## THE INPUT
+-------+

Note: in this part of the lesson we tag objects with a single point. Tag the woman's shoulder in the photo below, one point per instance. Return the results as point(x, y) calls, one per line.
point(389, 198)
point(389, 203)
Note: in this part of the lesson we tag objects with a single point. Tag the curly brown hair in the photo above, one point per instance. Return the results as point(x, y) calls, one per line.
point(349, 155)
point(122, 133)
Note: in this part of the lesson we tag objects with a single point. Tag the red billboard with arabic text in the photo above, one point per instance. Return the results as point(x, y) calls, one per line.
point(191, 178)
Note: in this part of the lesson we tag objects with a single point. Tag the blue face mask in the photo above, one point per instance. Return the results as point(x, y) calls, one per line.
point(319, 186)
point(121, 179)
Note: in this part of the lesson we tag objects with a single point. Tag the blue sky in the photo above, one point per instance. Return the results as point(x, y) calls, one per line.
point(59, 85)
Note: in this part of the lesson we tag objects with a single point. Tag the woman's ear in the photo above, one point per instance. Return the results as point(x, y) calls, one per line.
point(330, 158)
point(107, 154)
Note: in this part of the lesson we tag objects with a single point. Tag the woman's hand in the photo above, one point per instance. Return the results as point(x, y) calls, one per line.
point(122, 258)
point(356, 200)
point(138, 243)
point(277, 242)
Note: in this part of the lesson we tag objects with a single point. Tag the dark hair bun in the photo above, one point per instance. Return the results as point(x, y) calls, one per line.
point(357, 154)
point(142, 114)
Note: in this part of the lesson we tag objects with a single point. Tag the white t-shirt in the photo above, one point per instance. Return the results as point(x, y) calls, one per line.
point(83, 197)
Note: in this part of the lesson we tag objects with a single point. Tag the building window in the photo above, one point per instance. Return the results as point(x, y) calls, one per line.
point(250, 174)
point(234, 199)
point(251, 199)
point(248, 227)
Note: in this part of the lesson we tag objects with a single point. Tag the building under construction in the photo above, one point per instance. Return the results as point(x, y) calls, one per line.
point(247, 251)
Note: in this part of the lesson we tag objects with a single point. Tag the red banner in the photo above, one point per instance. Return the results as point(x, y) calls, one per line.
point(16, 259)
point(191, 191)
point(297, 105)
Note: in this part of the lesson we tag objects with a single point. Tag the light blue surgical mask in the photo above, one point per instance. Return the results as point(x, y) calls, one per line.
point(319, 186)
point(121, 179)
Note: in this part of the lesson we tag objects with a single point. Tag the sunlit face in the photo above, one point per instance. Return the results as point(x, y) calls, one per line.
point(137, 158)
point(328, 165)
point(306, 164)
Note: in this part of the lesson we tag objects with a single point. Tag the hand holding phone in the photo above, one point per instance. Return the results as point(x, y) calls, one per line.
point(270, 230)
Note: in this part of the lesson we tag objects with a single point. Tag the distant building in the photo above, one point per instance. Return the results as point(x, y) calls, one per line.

+-------+

## TASK TO COMPLETE
Print the records again in their entirety, character for character.

## SOLUTION FOR THIS TASK
Note: in this part of the lesson we tag objects with a single point. Tag the woman's shoulder in the photo below, one point per instance. Return the results as point(x, y) calls, one per line.
point(389, 198)
point(389, 203)
Note: in this part of the lesson we tag objects with a single point. Tag the curly brown hair in the photo above, one point per instance. Return the results as point(x, y) calls, one per line.
point(349, 155)
point(122, 133)
Note: in this part of the lesson we tag objects with a single point. Tag the red billboard with arabic text in the photo above, one point per instance. Return the results as point(x, y) calls, one per line.
point(191, 178)
Note: in this part of the lesson we tag objects with a single point. Tag the blue face mask in the photo above, one point per instance. Return the results as point(x, y) calls, one per line.
point(319, 186)
point(121, 179)
Note: in this part of the lesson we tag objects with a single point. Tag the blue sky in the photo above, one point per instance. Return the results as point(x, y) calls, one per line.
point(59, 85)
Note: in this part of the lesson we tag objects with a single point. Tag the woman's ear in the photo above, one point per instance. Return the results as point(x, y) calls, one per line.
point(330, 158)
point(107, 154)
Note: in this part of the lesson we tag objects with a single point. Tag the woman's hand in the photo above, one point per instance. Return the results as point(x, y) calls, one per line.
point(122, 258)
point(356, 200)
point(138, 243)
point(277, 242)
Note: in this part of the lesson we tag objects with a single point. Tag the dark hair bun in the photo above, one point per instance. Return the results as point(x, y) calls, one per line.
point(357, 154)
point(142, 114)
Note: in this part of the lesson we tag objects with a single point. Tag the white t-shirt in the photo above, one point per instance. Return the results as point(x, y) calls, one per line.
point(83, 197)
Note: in this part of the lesson we tag objects with a single point. Tag the building window in the photo above, one point per instance. Return the results as point(x, y) calls, one per line.
point(250, 174)
point(234, 199)
point(251, 199)
point(248, 227)
Note: in this part of the lesson we tag objects with a single point. Tag the building under construction in the photo above, one point per instance. Return the results as point(x, y) calls, one per line.
point(247, 251)
Note: in this part of the lesson we tag objects with a single point. Tag the red banner in the photo above, one point per instance. Return the results as point(x, y) calls, one per line.
point(16, 259)
point(191, 191)
point(297, 105)
Note: in this part of the lesson we tag objects with a single point. Tag the light blue surgical mask in the photo above, one point per instance. Return the results as point(x, y) calls, one per line.
point(319, 186)
point(121, 179)
Note: in this part of the lesson we tag objects with a single point. Tag the sunlit face in the photo above, one point per instance. Return the results as point(x, y) calls, one per line.
point(137, 158)
point(328, 165)
point(306, 164)
Note: in this part of the lesson we tag objects with a single point. Tag the hand holding phone in the photo above, one point per instance. Return the results as point(x, y) calls, one per line.
point(270, 230)
Note: in this part of the lesson we tag objects with a single point. Tag the distant building in the photo above, one point per instance. Return the results as point(x, y) calls, one per line.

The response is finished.